---- Quoted text

Unicode provides a unique number for every character,
no matter what the platform,
no matter what the program,
no matter what the language.
Click the link to understand why having all your system's data represented in Unicode is becoming critically important at the Unicode Consortium's website.
Let's look at Unicode from an SAP perspective first prior to discussing what it is.
The Enterprise Data Problem
An enterprise sometimes have many instances of the same data distributed over multiple applications eg. Vendor master, Material Master, purchasing info in their plant maintenance systems, ordering systems, logistics systems etc...
This happens over time as different applications have need for this data, and the data gets replicated to it. Many of these systems are legacy applications more than ten years old. The problem with distributed data rears it's ugly head when enterprise reporting is necessary.
Because of the same data being represented in different formats in different systems, many companies still use spreadsheets with inputs from reports from these different systems because of the difficulty of harmonizing the data across systems.
There is no single source of truth for the data. The net result is that month end, quarterly and year end reporting can be complex, painful, manual, fraught with inaccuracies and prone to error.
SAP's answer to this problem is MDM (Master Data Management). The intent being that one system will be the source of truth for all data in the enterprise, and feeds going from it to the satellite systems that need it. When an update to the data definition gets made, the change ripples through all the system that subscribe to this data definition. When you have a common definition of data across the enterprise you can perform analysis, reporting and data mining because you can be more confident of common meaning of the data being mined.

--------

* Work instructions *
a) Answer these questions using the text on Unicode and enterprise data:
(i) What does Unicode provide for every character?
(ii) How old are many of the legacy applications that hold replicated data?
(iii) What is SAP's answer to the enterprise data problem?
b) Repeat the part of the text on Unicode and enterprise data that begins at the words "This happens over" and stops after "reporting is necessary.".
c) Translate this sentence from the text on Unicode and enterprise data into Spanish: "There is no single source of truth for the data."

---- Recorded information

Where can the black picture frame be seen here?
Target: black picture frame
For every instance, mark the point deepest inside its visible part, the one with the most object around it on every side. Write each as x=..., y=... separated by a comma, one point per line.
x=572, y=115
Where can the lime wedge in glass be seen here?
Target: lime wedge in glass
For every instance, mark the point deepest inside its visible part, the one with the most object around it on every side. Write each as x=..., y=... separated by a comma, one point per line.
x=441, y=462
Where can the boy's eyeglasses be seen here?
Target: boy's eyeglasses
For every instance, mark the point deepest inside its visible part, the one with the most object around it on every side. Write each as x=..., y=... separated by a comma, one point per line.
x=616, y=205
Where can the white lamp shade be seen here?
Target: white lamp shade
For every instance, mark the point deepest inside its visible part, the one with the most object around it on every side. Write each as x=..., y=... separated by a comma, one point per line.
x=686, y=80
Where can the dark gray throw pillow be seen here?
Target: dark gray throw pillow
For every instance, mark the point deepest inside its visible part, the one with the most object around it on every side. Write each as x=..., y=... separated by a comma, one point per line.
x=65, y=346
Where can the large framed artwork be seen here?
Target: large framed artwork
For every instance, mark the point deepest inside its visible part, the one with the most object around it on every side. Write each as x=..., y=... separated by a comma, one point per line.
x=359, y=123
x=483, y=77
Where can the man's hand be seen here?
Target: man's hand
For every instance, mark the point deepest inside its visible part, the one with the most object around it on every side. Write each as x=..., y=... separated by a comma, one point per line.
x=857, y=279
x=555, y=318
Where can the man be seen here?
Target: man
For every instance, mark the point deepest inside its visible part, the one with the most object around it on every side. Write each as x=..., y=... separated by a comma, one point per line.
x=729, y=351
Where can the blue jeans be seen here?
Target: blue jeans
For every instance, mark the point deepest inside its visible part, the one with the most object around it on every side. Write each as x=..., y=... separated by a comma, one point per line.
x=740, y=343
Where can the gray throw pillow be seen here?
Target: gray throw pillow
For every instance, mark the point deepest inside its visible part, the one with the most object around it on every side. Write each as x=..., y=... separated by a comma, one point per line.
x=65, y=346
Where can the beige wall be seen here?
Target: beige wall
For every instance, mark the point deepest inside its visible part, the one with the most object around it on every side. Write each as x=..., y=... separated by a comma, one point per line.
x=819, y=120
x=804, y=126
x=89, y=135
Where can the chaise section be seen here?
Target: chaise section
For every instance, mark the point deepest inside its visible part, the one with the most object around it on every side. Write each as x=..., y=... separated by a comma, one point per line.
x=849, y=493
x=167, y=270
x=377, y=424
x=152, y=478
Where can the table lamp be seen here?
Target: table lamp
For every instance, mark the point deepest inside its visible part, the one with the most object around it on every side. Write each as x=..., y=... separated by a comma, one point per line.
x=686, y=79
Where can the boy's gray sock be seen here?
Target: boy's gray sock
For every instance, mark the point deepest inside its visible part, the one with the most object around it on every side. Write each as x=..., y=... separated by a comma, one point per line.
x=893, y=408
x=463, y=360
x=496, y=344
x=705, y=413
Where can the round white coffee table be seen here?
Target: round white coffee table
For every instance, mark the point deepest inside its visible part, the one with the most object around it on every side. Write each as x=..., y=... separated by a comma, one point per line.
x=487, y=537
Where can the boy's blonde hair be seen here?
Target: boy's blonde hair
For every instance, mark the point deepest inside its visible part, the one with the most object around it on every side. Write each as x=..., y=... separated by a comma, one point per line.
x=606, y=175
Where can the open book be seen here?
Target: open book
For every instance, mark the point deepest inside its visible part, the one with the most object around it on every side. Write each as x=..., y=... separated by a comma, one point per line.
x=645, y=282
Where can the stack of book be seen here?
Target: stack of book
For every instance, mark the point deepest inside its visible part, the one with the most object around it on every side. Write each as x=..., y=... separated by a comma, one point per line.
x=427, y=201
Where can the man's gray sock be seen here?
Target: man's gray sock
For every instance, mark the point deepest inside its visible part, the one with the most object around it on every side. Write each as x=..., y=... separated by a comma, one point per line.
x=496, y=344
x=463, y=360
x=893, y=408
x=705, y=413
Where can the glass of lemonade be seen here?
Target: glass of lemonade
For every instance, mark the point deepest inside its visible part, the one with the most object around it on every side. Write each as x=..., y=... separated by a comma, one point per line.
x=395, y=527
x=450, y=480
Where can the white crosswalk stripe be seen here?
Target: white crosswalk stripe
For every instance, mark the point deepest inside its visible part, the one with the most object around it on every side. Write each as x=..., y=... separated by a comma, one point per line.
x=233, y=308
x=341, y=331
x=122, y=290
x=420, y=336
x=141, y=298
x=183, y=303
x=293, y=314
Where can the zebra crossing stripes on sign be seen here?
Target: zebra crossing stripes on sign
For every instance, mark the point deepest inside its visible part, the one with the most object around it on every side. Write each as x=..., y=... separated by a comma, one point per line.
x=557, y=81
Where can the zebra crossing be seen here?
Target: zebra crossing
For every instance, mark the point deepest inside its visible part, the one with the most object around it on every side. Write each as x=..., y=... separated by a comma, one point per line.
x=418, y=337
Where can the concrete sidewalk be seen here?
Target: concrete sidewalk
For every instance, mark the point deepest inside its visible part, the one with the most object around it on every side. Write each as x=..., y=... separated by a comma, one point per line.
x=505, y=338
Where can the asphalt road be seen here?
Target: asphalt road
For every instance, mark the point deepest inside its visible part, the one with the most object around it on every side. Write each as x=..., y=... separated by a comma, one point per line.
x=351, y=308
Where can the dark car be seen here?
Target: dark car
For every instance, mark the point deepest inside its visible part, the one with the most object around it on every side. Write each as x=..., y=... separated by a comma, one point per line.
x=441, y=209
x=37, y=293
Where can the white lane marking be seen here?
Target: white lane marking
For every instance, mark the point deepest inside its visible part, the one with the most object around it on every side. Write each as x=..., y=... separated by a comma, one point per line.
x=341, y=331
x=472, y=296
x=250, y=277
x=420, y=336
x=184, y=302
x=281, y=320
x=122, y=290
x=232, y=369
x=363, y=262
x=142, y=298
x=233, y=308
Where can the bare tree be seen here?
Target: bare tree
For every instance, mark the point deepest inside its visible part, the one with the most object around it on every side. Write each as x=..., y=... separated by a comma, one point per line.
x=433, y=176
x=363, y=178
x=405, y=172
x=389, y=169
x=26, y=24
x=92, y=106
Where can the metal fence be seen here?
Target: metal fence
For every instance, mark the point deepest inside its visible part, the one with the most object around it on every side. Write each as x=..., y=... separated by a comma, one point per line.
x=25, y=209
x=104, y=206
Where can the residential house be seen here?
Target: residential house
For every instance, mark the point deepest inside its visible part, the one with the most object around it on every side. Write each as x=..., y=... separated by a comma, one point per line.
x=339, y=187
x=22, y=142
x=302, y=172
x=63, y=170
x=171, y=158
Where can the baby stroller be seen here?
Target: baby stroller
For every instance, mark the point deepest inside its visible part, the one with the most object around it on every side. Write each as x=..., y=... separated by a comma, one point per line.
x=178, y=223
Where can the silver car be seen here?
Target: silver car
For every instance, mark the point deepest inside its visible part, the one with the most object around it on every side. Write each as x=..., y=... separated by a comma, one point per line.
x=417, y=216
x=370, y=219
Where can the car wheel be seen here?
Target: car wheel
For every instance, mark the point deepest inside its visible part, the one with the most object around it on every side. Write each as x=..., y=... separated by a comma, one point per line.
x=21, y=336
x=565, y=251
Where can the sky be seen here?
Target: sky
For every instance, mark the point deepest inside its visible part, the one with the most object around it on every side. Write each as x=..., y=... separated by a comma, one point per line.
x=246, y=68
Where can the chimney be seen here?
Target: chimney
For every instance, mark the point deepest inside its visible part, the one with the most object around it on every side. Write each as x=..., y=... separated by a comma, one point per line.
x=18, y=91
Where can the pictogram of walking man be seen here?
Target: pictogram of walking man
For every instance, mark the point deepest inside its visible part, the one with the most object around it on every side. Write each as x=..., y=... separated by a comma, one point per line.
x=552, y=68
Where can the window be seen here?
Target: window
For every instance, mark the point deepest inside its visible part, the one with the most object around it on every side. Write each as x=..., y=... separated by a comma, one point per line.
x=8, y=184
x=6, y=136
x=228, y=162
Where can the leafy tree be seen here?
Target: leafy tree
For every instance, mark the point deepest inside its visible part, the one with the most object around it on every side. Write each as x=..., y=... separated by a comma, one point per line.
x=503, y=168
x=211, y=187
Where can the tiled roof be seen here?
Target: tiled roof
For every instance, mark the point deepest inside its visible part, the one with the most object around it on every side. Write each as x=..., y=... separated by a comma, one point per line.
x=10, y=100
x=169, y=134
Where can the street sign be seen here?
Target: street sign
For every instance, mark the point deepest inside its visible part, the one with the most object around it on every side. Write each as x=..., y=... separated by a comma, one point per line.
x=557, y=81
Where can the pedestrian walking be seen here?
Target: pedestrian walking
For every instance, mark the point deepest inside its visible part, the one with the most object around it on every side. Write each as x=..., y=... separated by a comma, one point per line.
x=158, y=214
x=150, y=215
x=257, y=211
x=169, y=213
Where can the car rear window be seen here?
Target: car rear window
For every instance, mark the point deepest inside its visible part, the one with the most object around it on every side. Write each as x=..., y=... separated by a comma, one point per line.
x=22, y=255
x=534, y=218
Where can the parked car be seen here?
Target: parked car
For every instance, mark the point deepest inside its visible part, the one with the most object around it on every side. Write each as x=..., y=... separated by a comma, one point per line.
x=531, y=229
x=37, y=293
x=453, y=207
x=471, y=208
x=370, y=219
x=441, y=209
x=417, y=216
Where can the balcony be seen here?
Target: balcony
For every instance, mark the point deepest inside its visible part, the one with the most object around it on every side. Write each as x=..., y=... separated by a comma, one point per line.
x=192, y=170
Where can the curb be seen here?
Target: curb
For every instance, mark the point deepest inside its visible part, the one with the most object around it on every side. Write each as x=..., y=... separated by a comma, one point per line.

--------

* Task responses *
a)
(i) A unique number.
(ii) More than ten years old.
(iii) MDM (Master Data Management).

b)
This happens over time as different applications have need for this data, and the data gets replicated to it. Many of these systems are legacy applications more than ten years old. The problem with distributed data rears it's ugly head when enterprise reporting is necessary.

c) No existe una única fuente de verdad para los datos.